▶ _WHAT YOU SHOULD DO_:
Nothing before the line containing "Expected: a single pin indicated on each instance of the dew" belongs in the answer; quote that line and all lines after it through the end of the material, word for word.

Excerpts of pointing data:
========================

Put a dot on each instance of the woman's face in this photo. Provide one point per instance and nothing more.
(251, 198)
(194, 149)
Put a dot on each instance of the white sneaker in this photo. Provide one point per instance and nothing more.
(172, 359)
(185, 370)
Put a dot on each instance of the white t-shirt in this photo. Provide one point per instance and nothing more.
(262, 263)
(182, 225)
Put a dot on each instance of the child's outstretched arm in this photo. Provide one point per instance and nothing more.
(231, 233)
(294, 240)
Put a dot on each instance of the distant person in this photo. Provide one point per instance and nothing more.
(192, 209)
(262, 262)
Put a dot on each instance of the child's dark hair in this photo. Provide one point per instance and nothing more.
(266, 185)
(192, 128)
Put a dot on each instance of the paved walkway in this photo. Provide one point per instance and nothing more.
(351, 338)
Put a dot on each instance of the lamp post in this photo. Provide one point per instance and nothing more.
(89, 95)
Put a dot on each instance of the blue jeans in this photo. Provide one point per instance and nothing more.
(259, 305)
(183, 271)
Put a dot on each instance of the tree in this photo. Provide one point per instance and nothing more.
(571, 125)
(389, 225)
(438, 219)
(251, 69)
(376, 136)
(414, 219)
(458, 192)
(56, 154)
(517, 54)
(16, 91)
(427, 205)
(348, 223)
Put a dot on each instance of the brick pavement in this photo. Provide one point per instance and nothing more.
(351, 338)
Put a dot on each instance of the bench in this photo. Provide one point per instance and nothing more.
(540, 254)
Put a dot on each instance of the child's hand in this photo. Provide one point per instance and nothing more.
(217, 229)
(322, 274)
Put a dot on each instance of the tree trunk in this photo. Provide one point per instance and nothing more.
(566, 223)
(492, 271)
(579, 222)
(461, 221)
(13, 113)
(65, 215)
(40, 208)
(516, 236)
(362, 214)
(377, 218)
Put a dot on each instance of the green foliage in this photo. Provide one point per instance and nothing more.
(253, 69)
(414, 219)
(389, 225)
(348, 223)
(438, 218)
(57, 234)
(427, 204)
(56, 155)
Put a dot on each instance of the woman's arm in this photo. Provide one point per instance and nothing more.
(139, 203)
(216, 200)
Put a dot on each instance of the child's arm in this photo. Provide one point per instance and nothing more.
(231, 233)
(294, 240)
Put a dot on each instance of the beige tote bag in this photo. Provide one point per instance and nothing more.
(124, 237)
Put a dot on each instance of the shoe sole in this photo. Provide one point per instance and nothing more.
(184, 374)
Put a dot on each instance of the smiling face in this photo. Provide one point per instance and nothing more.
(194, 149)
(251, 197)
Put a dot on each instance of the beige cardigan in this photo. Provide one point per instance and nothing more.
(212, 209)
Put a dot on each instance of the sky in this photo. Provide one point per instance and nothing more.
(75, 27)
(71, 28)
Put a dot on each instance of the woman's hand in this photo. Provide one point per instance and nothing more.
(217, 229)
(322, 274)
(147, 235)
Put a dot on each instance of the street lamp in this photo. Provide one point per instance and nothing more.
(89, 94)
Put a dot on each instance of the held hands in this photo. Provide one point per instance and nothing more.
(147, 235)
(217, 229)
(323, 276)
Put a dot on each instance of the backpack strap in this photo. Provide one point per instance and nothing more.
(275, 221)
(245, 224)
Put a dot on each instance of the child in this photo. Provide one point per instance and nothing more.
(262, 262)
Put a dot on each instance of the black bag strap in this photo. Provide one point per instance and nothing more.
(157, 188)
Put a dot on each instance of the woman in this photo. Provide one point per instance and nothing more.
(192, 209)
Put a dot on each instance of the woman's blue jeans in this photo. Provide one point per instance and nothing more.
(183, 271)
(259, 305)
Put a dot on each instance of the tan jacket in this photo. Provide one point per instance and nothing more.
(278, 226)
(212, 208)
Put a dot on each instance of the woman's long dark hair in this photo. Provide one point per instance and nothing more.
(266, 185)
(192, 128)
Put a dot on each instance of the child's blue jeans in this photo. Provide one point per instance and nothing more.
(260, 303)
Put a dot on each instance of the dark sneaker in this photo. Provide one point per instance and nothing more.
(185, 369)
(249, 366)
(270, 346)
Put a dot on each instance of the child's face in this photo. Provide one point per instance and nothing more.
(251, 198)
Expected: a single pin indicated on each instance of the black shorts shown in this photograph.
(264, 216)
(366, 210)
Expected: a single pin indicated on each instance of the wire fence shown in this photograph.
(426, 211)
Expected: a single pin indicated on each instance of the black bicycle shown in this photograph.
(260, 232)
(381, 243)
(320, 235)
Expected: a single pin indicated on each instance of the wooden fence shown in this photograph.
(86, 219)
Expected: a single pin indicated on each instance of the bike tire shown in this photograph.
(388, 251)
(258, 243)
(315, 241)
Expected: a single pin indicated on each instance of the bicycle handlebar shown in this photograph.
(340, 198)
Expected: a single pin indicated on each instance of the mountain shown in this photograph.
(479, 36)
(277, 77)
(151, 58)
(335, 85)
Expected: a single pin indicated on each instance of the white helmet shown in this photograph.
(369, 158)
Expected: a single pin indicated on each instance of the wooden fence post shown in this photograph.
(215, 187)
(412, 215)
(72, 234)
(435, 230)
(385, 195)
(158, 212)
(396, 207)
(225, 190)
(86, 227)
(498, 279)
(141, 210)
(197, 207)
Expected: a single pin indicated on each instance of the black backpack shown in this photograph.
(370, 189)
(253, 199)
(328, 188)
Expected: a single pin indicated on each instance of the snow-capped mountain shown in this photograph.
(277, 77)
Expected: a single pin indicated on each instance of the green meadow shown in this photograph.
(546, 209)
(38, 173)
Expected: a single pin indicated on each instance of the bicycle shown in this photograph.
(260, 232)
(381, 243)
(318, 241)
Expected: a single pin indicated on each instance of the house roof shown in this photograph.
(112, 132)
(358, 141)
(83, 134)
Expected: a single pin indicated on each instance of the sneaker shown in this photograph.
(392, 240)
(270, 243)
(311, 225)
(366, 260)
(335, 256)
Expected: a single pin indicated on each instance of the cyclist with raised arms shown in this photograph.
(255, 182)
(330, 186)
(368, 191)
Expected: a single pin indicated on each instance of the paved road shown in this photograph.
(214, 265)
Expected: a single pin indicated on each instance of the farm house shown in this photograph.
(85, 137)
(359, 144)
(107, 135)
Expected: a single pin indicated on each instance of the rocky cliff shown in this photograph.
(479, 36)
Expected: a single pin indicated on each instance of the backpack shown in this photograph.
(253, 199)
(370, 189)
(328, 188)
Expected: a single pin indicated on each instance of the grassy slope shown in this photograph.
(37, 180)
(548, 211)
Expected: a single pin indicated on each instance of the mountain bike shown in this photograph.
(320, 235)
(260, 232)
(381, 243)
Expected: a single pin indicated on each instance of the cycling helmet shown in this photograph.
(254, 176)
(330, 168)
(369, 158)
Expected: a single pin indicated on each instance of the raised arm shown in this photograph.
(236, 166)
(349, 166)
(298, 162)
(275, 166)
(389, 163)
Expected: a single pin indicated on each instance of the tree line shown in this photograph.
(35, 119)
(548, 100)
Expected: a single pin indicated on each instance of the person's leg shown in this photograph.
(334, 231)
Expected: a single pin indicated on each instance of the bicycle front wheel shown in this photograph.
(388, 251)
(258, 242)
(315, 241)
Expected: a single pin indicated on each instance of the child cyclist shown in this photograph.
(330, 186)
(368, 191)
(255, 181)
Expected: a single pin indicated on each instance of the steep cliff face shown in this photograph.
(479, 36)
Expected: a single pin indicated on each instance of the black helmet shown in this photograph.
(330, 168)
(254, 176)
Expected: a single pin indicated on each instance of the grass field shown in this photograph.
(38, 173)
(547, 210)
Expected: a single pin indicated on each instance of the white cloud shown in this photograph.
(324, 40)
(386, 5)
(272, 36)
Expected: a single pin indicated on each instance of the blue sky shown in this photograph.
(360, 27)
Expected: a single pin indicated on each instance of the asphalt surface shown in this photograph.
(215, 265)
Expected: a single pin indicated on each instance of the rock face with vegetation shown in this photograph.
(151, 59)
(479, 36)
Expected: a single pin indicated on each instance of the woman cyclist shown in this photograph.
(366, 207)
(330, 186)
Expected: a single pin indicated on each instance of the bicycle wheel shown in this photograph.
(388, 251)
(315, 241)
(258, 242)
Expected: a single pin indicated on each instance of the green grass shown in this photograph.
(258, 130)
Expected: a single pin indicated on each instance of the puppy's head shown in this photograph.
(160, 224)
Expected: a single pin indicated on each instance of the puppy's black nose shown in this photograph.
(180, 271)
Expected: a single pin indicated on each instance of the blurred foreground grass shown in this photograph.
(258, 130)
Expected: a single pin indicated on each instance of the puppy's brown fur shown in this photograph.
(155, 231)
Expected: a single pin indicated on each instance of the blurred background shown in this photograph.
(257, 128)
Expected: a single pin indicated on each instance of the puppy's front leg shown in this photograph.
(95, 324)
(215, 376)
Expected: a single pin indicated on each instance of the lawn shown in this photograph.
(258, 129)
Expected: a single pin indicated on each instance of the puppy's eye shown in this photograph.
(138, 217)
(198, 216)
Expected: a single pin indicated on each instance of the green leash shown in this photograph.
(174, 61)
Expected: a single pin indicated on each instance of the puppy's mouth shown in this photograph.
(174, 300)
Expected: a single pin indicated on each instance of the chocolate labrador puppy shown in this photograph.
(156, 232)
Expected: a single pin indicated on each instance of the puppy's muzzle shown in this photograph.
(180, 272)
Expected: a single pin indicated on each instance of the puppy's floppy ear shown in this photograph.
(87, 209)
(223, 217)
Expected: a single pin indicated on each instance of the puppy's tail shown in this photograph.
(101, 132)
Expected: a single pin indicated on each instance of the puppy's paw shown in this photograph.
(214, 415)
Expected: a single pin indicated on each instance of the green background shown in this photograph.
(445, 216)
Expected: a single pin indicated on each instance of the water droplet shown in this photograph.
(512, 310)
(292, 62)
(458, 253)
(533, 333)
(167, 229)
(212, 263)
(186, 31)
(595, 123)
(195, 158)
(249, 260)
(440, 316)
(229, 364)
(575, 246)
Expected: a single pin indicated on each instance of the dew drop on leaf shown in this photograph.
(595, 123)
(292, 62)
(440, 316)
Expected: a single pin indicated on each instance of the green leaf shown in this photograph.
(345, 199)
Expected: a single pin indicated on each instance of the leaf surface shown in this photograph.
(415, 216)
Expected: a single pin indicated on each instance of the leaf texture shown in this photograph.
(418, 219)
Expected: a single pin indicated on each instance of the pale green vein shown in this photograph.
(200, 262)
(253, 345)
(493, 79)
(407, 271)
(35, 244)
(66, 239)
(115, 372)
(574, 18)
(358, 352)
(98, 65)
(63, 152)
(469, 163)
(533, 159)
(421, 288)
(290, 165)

========================

▶ _CORRECT RESPONSE_:
Expected: a single pin indicated on each instance of the dew drop on leaf shown in this photograph.
(595, 123)
(292, 62)
(440, 316)
Expected: a single pin indicated on each instance of the green leaf shown in this photograph.
(345, 199)
Expected: a single pin indicated on each instance of the leaf surface shown in this photograph.
(415, 216)
Expected: a single pin indicated on each instance of the leaf texture shown in this photograph.
(418, 219)
Expected: a single pin indicated on each instance of the pale green vein shown in this photograph.
(200, 262)
(253, 345)
(493, 79)
(407, 271)
(35, 244)
(66, 239)
(115, 372)
(574, 18)
(358, 352)
(98, 65)
(63, 152)
(469, 163)
(533, 159)
(421, 288)
(290, 165)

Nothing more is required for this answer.